**Your task**
In the records below, reproduce verbatim every line from the one containing "the car grille" through the one containing "17 27 80 72", inclusive of both, and output nothing else.

__________

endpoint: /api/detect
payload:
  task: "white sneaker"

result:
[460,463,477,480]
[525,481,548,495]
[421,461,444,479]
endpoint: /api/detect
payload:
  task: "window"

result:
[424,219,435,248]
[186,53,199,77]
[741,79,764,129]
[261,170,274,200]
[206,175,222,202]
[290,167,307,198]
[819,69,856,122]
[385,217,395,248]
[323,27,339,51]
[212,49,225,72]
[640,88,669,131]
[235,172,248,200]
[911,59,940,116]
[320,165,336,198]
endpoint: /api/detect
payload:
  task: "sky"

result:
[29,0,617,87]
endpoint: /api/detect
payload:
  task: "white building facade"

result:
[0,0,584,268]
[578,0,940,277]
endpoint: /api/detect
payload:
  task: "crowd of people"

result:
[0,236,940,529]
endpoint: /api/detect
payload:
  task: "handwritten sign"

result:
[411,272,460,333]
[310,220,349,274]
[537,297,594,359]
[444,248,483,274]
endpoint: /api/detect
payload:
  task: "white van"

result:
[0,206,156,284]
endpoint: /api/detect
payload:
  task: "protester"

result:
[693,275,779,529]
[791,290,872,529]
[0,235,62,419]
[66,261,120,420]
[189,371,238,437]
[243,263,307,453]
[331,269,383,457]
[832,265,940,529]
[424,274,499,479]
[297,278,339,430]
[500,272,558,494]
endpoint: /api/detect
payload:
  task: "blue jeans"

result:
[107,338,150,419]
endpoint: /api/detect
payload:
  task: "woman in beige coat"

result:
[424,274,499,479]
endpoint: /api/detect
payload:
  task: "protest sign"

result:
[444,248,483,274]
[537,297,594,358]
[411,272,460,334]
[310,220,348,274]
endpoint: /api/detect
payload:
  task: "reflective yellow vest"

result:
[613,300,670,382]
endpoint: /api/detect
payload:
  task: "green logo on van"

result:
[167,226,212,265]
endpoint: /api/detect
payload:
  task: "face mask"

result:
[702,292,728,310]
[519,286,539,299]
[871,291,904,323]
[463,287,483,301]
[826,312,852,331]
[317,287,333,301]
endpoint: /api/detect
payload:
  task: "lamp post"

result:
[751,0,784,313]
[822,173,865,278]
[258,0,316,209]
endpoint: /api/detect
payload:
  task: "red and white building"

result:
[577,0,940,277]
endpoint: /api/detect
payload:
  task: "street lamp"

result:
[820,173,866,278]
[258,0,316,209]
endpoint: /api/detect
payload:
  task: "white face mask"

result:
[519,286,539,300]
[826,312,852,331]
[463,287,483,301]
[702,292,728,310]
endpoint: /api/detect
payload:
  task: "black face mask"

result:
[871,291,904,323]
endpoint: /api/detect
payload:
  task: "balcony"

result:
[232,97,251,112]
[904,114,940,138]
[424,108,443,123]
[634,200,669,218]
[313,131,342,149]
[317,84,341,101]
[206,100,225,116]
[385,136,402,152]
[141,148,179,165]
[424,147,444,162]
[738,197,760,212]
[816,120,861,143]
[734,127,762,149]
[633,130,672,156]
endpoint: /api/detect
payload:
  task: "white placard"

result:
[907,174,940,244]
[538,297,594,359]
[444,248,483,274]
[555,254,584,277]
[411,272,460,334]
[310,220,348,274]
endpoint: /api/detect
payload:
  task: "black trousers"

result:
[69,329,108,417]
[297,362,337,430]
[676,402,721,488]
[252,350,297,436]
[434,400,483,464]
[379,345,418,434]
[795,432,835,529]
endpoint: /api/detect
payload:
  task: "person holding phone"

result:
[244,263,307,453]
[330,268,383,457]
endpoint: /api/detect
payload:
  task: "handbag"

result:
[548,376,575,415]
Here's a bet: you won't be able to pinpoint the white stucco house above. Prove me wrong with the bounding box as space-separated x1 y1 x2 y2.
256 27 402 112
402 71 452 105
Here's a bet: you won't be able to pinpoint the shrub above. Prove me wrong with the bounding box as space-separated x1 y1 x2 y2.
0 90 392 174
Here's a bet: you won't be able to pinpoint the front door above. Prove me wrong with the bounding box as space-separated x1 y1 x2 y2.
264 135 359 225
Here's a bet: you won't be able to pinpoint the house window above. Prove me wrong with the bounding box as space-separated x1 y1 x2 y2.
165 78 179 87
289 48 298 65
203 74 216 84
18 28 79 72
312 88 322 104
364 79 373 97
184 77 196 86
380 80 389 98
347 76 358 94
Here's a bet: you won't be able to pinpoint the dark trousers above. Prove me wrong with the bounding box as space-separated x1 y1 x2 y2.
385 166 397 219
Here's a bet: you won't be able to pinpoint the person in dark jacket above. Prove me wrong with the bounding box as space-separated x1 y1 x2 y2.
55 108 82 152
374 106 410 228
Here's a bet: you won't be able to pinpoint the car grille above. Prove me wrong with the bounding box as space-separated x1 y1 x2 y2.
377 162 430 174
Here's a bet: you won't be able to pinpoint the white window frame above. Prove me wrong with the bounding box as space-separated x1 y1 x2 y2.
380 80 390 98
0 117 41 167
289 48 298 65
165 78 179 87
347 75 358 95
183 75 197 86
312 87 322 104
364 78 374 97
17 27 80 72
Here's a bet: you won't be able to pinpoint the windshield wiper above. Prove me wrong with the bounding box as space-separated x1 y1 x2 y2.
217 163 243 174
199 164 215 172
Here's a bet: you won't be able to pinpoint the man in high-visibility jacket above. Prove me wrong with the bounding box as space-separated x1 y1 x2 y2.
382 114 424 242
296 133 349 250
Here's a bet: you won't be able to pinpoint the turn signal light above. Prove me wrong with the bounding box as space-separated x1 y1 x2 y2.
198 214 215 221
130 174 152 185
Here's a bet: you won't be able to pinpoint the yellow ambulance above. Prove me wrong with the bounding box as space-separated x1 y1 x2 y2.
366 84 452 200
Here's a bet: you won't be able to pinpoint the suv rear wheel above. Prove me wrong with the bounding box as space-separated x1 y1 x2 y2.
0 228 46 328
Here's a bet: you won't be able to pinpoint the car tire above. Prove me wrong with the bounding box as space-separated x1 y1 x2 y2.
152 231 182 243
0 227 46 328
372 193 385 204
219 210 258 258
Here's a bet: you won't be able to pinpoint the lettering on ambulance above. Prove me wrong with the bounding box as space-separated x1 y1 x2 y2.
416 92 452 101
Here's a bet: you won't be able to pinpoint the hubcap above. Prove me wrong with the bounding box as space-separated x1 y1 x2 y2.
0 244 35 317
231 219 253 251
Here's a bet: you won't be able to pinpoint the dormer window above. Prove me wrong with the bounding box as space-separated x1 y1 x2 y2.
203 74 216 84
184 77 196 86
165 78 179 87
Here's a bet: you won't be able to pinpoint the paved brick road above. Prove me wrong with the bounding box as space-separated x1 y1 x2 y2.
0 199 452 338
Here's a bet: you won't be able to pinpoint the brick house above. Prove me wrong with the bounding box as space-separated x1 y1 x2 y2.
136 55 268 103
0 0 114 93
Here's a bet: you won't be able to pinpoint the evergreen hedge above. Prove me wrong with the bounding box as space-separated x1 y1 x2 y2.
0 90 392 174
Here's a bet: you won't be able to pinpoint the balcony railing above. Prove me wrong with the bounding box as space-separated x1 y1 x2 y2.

__________

**Exercise answer**
Here's a bet: you won't be able to pinpoint the car grille above. Prove me wrong with the bounding box as space-separated x1 y1 x2 y2.
377 162 430 174
Here's a bet: you won't be able to pinpoint the white window frame above. Prove me wrong with the bounding box as space-separated x1 y1 x2 y2.
380 80 390 98
0 117 41 167
289 48 298 65
165 78 179 87
347 75 358 95
183 75 197 86
312 87 322 104
364 78 374 97
17 27 80 72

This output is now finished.